Task prompt: Pull every line of the listing below out word for word, leaving the pictures out of your answer.

Position identification listing:
-*-
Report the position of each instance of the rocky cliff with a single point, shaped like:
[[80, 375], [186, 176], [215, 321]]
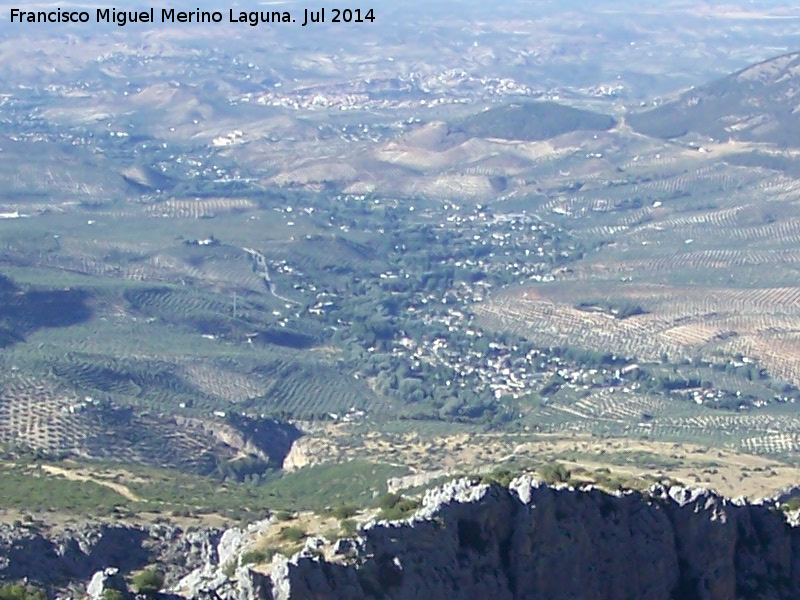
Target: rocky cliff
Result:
[[533, 541], [467, 541]]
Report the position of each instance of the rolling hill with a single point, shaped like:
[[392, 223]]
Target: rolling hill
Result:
[[757, 104]]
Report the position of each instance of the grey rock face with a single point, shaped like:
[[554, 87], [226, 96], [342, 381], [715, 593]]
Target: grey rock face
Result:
[[107, 579], [467, 541], [539, 543]]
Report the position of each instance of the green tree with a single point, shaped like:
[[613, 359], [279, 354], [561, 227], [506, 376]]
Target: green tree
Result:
[[148, 582]]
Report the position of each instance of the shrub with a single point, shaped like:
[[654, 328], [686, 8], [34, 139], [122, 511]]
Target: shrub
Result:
[[255, 557], [112, 594], [345, 511], [395, 506], [293, 534], [555, 473], [148, 582], [18, 591], [349, 527]]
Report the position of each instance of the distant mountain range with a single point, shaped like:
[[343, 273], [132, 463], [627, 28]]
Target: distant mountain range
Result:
[[757, 104]]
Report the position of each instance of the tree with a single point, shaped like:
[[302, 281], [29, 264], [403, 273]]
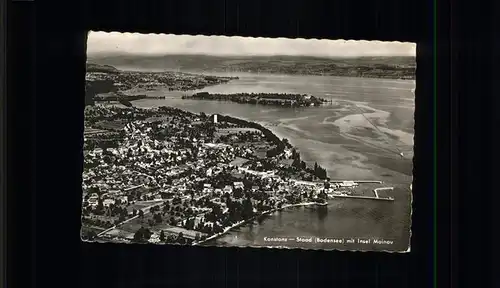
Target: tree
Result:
[[158, 218]]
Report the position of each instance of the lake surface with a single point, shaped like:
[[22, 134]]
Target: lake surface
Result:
[[358, 136]]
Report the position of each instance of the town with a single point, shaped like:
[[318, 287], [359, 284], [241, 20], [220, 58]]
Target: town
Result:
[[178, 177], [165, 175], [277, 99]]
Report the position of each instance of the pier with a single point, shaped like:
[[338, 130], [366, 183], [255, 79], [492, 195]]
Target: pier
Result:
[[363, 197], [375, 191]]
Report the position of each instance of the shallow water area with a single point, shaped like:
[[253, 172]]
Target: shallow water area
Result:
[[334, 136]]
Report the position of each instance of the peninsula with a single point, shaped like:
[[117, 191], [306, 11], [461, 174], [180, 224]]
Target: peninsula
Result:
[[276, 99], [171, 176], [131, 85]]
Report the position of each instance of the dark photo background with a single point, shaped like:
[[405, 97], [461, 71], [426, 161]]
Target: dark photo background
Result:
[[49, 134]]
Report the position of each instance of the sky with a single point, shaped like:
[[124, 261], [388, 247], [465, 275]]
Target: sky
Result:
[[164, 44]]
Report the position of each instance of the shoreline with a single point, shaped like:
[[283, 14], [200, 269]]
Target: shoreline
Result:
[[243, 222]]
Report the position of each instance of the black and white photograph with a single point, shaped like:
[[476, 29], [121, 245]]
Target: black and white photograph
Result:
[[248, 142]]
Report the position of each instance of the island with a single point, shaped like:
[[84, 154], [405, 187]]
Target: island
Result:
[[165, 175], [275, 99]]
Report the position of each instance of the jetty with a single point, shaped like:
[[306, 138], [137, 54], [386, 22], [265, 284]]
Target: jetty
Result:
[[375, 191]]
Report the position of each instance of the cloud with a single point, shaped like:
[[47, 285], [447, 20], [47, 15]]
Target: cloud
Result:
[[163, 44]]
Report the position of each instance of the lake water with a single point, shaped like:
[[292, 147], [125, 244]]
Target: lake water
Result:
[[358, 136]]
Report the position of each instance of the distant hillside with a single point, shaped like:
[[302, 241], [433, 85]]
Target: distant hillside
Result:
[[92, 67], [374, 67]]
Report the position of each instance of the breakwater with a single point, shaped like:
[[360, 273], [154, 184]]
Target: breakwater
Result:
[[274, 99]]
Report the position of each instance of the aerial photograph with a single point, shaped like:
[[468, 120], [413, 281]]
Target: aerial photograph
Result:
[[248, 142]]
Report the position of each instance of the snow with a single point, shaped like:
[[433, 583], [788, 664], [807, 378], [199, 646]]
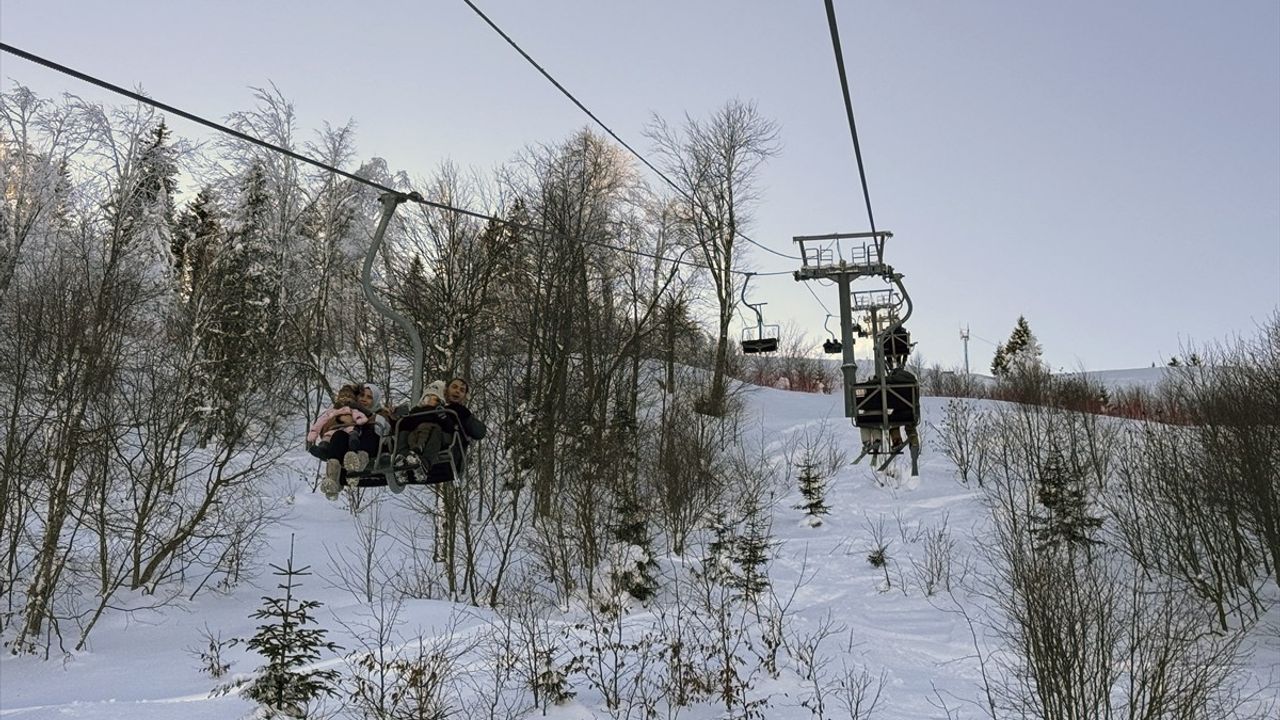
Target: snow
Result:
[[138, 666]]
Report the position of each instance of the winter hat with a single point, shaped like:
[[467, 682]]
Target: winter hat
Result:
[[435, 388], [376, 393]]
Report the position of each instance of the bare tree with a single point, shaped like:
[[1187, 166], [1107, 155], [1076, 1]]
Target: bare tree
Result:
[[713, 164]]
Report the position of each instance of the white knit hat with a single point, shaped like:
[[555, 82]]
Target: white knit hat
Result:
[[435, 388]]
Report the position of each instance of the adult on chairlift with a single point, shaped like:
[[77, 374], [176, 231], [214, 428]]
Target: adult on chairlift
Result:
[[426, 433]]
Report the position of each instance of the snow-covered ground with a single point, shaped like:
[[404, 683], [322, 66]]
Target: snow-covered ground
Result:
[[140, 666]]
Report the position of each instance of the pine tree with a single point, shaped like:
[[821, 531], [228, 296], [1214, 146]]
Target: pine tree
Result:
[[1063, 493], [1000, 363], [1019, 355], [752, 554], [813, 488], [288, 645], [240, 304]]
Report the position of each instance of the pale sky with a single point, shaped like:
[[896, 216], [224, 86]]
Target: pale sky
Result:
[[1107, 168]]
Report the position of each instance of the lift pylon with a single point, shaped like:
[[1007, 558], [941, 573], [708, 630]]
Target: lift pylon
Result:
[[885, 406]]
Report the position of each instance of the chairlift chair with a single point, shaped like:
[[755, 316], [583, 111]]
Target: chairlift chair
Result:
[[760, 338], [392, 464], [831, 346]]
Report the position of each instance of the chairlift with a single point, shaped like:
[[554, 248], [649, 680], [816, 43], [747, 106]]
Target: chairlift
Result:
[[760, 338], [831, 346], [393, 465]]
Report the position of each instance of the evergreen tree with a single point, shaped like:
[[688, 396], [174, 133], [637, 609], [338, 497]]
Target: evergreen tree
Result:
[[752, 554], [199, 233], [238, 328], [288, 643], [1019, 355], [1061, 491], [813, 488], [1000, 361]]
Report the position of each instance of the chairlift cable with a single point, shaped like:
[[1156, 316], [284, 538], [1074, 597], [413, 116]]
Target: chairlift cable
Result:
[[412, 196], [849, 108], [599, 122]]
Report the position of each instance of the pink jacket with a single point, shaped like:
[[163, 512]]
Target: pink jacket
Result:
[[314, 433]]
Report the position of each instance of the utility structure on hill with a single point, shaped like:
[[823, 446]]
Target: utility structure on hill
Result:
[[885, 406]]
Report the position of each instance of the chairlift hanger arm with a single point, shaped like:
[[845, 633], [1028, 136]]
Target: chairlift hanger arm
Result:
[[755, 308], [392, 200]]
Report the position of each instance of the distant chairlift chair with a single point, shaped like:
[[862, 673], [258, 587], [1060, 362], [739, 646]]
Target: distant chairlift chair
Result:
[[760, 338]]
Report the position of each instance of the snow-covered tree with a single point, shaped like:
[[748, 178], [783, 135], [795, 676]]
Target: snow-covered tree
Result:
[[1020, 354], [638, 569], [288, 642], [1063, 493], [813, 487]]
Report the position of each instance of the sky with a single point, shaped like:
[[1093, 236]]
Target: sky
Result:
[[1110, 171]]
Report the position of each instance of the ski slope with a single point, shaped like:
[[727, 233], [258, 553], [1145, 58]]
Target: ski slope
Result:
[[137, 666]]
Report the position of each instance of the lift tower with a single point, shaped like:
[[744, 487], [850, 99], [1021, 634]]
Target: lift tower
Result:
[[887, 404]]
-*-
Written solution:
Report the position of each instance of the rocky cliff with a single point, shaped like:
[[80, 375], [186, 176], [215, 321]]
Target: rocky cliff
Result:
[[533, 541], [467, 541]]
Report the position of each instance of the rolling hill with a single point, shaped like:
[[392, 223]]
Target: rolling hill
Result:
[[757, 104]]
Report the position of each instance of the grey rock face with a single point, shaped like:
[[554, 87], [226, 96], [342, 381], [715, 593]]
Target: grey rock face
Result:
[[107, 579], [467, 541], [539, 543]]
Report the position of each instance of the green tree with a single point, shaped like:
[[613, 359], [279, 354], [561, 227], [506, 376]]
Target: green tree
Result:
[[148, 582]]
Report the position of each instance of the shrub with a single point, shaped like:
[[654, 328], [686, 8], [34, 139], [122, 511]]
Target: shrub
Result:
[[255, 557], [112, 594], [345, 511], [395, 506], [293, 534], [555, 473], [148, 582], [18, 591], [349, 527]]
Report the position of each instance of the distant mountain range with a single point, shaped like:
[[343, 273], [132, 463], [627, 28]]
Target: distant mountain range
Result:
[[757, 104]]
Report the position of each instance of the tree with a single point, shaped like:
[[302, 281], [29, 264], [403, 273]]
Target: tree
Result:
[[158, 218]]
Report the position of each instance of the lake surface with a single point, shaped like:
[[22, 134]]
Target: lake surface
Result:
[[358, 136]]
Report the position of each instance of the town with a single point, shaped like:
[[318, 287], [359, 284], [241, 20], [220, 58]]
Target: town
Result:
[[178, 177], [165, 175], [277, 99]]
Report the position of each instance of the pier with a single point, shaped like:
[[338, 130], [366, 183], [255, 79], [492, 195]]
Target: pier
Result:
[[363, 197], [375, 191]]
Report the position of each instance of the shallow water area with a single point, shaped like:
[[253, 172]]
Target: shallow water area
Result:
[[334, 136]]
Report the position of each instance of the peninsula with a single point, shaped like:
[[117, 191], [306, 11], [461, 174], [180, 224]]
Target: peninsula
Result:
[[276, 99], [171, 176], [131, 85]]
Report the position of each instance of the dark photo background with a single point, shaped like:
[[405, 97], [461, 71], [426, 161]]
Target: dark photo background
Result:
[[49, 134]]
Report the position of each instance of the sky with a single point, shaped like:
[[124, 261], [388, 247], [465, 275]]
Target: sky
Result:
[[164, 44]]
Report the position of each instance of the shoreline with a single point, shaped like:
[[283, 14], [200, 269]]
Target: shoreline
Result:
[[243, 222]]
Report the position of each instance of the black and white photograph with a single point, shaped like:
[[476, 29], [121, 245]]
Target: black and white photograph
Result:
[[248, 142]]
Report the position of each instance of the island with a single point, shaped like:
[[84, 154], [405, 187]]
Target: island
Result:
[[165, 175], [275, 99]]
Report the position of each instance of the jetty with a single point, shaped like:
[[306, 138], [137, 54], [386, 22], [265, 284]]
Target: jetty
Result:
[[375, 191]]
Report the position of each instance of the cloud with a single point, shaped like:
[[47, 285], [447, 20], [47, 15]]
Target: cloud
Result:
[[163, 44]]
Report the position of each instance of the lake water with a single point, shaped like:
[[292, 147], [125, 244]]
Target: lake water
Result:
[[358, 136]]
Report the position of each instance of the distant hillside with a single point, shaped like:
[[302, 241], [433, 85]]
Target: distant hillside
Result:
[[92, 67], [374, 67]]
Report the position of each instance of the breakwater with a single point, shaped like:
[[360, 273], [154, 184]]
Target: breakwater
Result:
[[274, 99]]
Report the position of each instance of the aerial photograph with a single point, shaped like:
[[468, 120], [413, 281]]
Target: aerial photograph
Result:
[[248, 142]]
Report the position of each instance of the snow with a single point, shaped like:
[[433, 583], [788, 664], [807, 378], [199, 646]]
Target: snow
Result:
[[138, 666]]
Report the position of each instance of the winter hat with a single point, shaped like:
[[467, 682]]
Target: winter hat
Result:
[[435, 388], [376, 393]]
Report the position of each instance of the bare tree with a single point, shaped like:
[[1187, 166], [1107, 155], [1076, 1]]
Target: bare tree
Result:
[[713, 164]]
Report the position of each instance of the white knit hat with a single point, shaped like:
[[555, 82]]
Target: white knit hat
Result:
[[435, 388]]
Report the position of each instance of the adult on chairlift with a single point, shaped like:
[[77, 374], [176, 231], [214, 428]]
Target: adult on chairlift
Result:
[[426, 433]]
Report the position of each instance of the snow-covered ground with a single point, shaped like:
[[404, 683], [322, 66]]
Target: snow-covered ground
Result:
[[140, 666]]
Report the position of each instance of the pine tree with a single point, shaped like:
[[821, 531], [228, 296], [1214, 146]]
Target: pine tree
Result:
[[1063, 493], [1000, 363], [1019, 355], [752, 554], [813, 488], [288, 645], [240, 304]]
Report the position of each instance of the pale sky with a single point, shaped like:
[[896, 216], [224, 86]]
Target: pale sky
Result:
[[1107, 168]]
Report the position of each instance of the lift pylon with a single point, shaped like:
[[1007, 558], [941, 573], [708, 630]]
Target: lift pylon
Result:
[[885, 406]]
Report the position of each instance of the chairlift chair with a single point, shaped like:
[[755, 316], [583, 111]]
Target: chairlift chair
Result:
[[760, 338], [392, 464], [831, 346]]
Report the position of each instance of the chairlift with a single point, shaped like:
[[554, 248], [649, 680], [816, 43], [747, 106]]
Target: chairlift
Result:
[[760, 338], [831, 346], [393, 465]]
Report the position of each instance of the evergreen tree with a single point, shaped like:
[[688, 396], [174, 133], [637, 609], [338, 497]]
Target: evergreen tree
Result:
[[752, 554], [199, 233], [238, 328], [288, 643], [1019, 355], [1061, 491], [813, 488], [1000, 361]]
Report the position of each instance of the chairlift cable with a single point, shaped like:
[[1156, 316], [284, 538], [1074, 597], [413, 116]]
Target: chairlift cable
Result:
[[412, 196], [849, 108], [599, 122]]
Report the position of each instance of the pink jacket with a single point, shaped like:
[[163, 512]]
Target: pink jacket
Result:
[[314, 433]]
Report the position of each instance of the utility structure on hill with a single point, shaped like:
[[823, 446]]
Target: utility structure on hill
Result:
[[885, 406]]
Report the position of each instance of the chairlift hanger arm with a single point, shaped like:
[[845, 633], [1028, 136]]
Target: chairlift hanger arm
Result:
[[755, 308], [392, 200]]
Report the position of each instance of the distant chairlift chair with a single point, shaped like:
[[862, 673], [258, 587], [1060, 362], [739, 646]]
Target: distant chairlift chair
Result:
[[760, 338]]
Report the position of each instance of the snow-covered tree with a single point, shaped like:
[[748, 178], [783, 135], [795, 676]]
Target: snow-covered tree
Result:
[[1020, 354], [638, 569], [288, 642], [1063, 493], [813, 487]]
Report the position of each instance of the sky with a single point, shaped like:
[[1093, 236]]
Target: sky
Result:
[[1110, 171]]
Report the position of each instance of the ski slope with a single point, shaped like:
[[727, 233], [258, 553], [1145, 58]]
Target: ski slope
Result:
[[137, 666]]
Report the position of each instance of the lift tower with a single point, shaped like:
[[744, 487], [850, 99], [1021, 634]]
Target: lift tower
Result:
[[887, 404]]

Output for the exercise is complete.